DIRECTIVES:
[A] List every field label that appears under "Ground information" in the ground profile below.
[B] Answer these questions from the ground profile below, one answer per line:
(i) In what year was the ground established?
(ii) Which team is listed under "Team information," and for what season?
(iii) What sport was the ground used for?

SOURCE EXTRACT:
□ □ □ □

Banks Holdings Sports and Cultural Club Ground
- Interactive map of Banks Holdings Sports and Cultural Club Ground

Ground information
- Location: Bridgetown, Barbados
- Country: Barbados
- Coordinates: 13°05′34″N 59°35′21″W﻿ / ﻿13.0927°N 59.5892°W
- Establishment: 1964

Team information
| Barbados | (2005/06) |

= Banks Holding Sports and Cultural Club Ground =

Cricket ground in Bridgetown, Barbados

Banks Holdings Sports and Cultural Club Ground was a cricket ground in Bridgetown, Barbados.

□ □ □ □

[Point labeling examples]

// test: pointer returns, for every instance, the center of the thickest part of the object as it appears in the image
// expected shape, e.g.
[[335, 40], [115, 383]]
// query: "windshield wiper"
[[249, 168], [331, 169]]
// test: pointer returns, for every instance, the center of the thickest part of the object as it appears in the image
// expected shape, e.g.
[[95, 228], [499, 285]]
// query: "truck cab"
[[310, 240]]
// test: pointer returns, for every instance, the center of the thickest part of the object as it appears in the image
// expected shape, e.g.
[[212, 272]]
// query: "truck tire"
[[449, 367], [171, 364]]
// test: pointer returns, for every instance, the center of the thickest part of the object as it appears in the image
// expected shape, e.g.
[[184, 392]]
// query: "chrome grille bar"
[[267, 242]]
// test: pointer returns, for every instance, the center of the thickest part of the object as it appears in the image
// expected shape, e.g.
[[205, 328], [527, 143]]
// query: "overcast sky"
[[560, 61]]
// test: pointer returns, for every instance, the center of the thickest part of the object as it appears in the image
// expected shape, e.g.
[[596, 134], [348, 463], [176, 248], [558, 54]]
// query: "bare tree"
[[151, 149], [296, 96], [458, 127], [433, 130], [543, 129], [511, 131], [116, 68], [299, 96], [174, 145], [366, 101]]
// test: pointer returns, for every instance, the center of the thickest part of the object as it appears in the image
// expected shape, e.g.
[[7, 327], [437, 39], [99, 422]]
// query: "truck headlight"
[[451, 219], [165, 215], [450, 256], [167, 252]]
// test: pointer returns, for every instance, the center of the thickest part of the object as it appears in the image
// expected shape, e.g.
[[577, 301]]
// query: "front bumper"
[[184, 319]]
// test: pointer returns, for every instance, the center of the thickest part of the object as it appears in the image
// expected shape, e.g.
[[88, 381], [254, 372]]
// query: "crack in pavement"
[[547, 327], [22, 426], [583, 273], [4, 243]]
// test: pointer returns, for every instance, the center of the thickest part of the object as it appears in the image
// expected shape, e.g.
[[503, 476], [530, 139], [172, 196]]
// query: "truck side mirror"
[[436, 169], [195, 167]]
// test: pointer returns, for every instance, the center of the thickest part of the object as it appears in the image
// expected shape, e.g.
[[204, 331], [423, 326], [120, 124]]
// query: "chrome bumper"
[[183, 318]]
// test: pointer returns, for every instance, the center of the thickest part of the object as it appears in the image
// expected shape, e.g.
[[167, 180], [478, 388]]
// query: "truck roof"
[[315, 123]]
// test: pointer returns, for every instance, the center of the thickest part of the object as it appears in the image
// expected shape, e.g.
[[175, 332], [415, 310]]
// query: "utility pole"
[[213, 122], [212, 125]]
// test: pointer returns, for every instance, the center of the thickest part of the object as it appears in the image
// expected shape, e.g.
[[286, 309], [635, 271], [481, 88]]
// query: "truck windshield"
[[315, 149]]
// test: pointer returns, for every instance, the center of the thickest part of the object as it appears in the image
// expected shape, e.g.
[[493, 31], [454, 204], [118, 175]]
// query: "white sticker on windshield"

□ □ □ □

WORKED SOLUTIONS:
[A] Location, Country, Coordinates, Establishment

[B]
(i) 1964
(ii) Barbados, for the 2005/06 season
(iii) Cricket